RECORDS PROVIDED
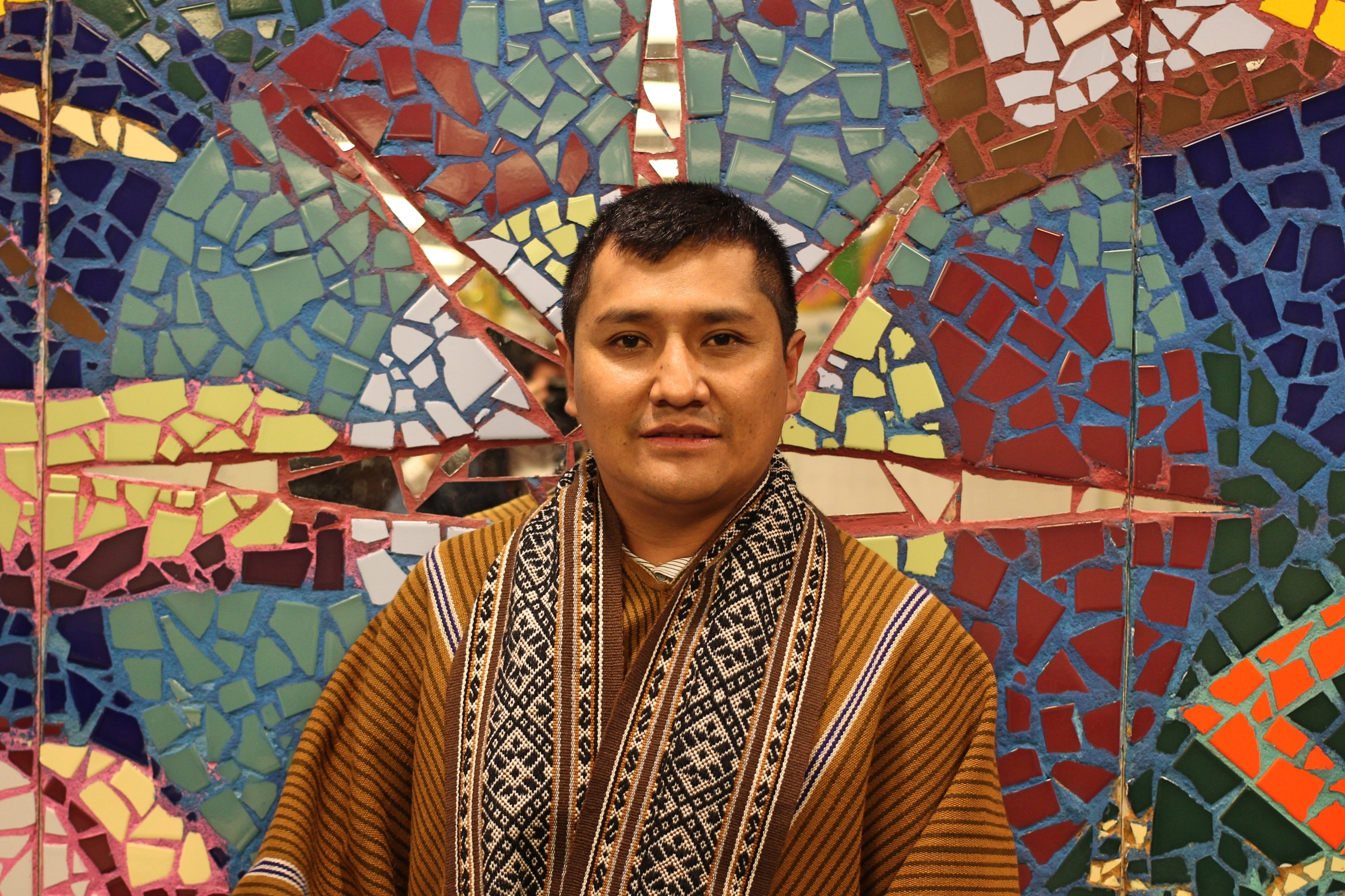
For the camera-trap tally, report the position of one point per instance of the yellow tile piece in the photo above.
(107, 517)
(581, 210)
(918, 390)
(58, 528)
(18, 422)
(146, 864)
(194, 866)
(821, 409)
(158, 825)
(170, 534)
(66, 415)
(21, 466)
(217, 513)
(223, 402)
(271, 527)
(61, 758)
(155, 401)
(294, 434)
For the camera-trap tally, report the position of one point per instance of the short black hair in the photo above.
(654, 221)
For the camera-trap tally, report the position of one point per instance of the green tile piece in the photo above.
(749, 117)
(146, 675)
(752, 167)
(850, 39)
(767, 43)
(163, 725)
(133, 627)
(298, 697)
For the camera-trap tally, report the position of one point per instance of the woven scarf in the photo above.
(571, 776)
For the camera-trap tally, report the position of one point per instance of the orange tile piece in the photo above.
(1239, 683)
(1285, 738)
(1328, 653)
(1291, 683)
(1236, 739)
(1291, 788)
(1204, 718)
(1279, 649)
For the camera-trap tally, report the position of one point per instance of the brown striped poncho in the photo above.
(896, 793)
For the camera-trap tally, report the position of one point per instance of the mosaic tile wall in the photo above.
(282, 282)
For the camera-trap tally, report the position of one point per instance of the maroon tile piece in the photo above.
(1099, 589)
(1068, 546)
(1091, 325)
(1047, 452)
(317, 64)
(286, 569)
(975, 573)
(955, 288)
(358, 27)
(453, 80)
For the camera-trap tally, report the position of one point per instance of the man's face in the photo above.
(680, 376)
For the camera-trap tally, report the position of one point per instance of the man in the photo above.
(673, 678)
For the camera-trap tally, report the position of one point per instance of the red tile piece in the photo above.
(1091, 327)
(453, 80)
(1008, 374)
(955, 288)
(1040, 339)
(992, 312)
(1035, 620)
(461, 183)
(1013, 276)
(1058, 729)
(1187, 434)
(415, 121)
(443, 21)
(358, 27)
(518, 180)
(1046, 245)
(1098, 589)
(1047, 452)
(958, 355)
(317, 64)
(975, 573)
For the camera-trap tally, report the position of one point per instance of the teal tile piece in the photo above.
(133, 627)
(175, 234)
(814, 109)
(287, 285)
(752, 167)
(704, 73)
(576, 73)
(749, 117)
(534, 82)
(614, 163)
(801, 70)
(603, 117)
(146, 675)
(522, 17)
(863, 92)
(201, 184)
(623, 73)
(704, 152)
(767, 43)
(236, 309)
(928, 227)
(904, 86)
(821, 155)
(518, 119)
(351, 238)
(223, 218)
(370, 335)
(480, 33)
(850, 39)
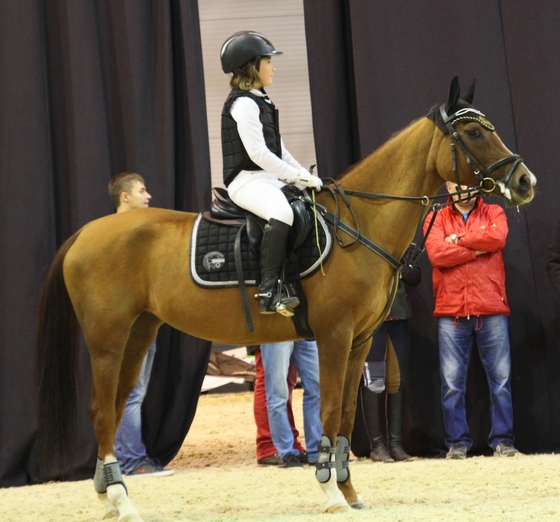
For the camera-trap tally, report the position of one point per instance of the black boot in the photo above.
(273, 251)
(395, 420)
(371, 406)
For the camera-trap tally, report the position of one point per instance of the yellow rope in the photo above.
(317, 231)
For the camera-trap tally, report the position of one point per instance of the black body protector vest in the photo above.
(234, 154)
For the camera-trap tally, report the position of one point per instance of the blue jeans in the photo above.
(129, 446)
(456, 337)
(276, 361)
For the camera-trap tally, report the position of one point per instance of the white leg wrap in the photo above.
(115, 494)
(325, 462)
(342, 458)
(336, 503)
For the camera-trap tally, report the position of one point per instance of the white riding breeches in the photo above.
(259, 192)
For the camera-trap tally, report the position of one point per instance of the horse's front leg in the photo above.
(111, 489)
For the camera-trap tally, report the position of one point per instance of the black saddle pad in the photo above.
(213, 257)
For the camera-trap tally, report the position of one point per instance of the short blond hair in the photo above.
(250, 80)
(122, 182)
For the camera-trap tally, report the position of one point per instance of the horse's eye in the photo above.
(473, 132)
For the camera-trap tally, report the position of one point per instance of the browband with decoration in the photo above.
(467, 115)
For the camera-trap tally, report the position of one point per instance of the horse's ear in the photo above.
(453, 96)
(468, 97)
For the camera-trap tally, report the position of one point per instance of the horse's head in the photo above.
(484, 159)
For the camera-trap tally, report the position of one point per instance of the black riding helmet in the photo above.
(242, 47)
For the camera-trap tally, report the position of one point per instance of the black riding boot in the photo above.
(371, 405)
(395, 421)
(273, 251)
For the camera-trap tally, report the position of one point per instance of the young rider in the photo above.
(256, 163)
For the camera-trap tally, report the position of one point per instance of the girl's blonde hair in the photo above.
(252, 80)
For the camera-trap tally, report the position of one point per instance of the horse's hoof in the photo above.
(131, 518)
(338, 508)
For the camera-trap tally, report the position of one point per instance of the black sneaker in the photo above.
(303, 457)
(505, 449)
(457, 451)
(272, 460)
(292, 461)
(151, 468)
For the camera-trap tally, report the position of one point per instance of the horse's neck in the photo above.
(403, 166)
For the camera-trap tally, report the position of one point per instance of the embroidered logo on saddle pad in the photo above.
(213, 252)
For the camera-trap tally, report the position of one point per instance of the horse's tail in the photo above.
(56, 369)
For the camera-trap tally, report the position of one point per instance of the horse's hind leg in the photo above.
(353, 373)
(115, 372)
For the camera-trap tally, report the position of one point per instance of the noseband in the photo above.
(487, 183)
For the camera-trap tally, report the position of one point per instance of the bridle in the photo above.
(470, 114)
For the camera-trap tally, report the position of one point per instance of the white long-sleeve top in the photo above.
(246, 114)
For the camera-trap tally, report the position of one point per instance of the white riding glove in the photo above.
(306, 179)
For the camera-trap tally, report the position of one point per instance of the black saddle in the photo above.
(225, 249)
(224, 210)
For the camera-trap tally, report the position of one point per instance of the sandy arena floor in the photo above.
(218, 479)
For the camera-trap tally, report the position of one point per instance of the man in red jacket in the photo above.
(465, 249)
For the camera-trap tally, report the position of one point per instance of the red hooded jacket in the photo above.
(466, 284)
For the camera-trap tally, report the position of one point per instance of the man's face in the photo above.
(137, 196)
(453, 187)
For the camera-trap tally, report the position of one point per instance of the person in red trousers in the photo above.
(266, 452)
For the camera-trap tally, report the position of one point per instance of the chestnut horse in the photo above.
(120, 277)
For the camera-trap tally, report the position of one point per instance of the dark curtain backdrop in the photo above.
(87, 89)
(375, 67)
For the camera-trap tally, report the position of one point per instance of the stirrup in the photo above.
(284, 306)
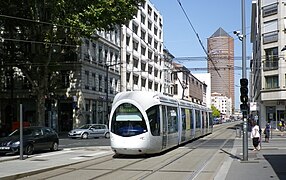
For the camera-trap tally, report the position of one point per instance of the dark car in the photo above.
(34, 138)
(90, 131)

YOUR OBJECTIVE
Retype only the lines above from the one with "red jacket in the photo above." through the last, both ends included, keeping every picture out of the copy.

WORKED ANSWER
For the camera-trap tally, report the position of one point per instance of the man in red jacket in the photo above.
(465, 249)
For the camera-trap tally, report the position of one point per instance of the red hooded jacket in the photo above.
(466, 284)
For the camera-trap tally, report the position of one point per instance of the man's face in the photo above.
(137, 196)
(453, 187)
For the camera-trap tally, report the position of one point per instance of the person in red trousers in the photo above.
(266, 452)
For the camera-trap tally, report the position of one point per instance of the chestnut horse in the photo above.
(120, 277)
For the camera-trap tally, report the position of one point per instance of the dark curtain backdrop in the photo above.
(87, 89)
(375, 67)
For the camera-trap tally, report the position of one point per instance of the stirrup in the photo above.
(284, 306)
For the camera-trap tally, report the position of one point per instance of the dark car in the photo above.
(34, 138)
(90, 131)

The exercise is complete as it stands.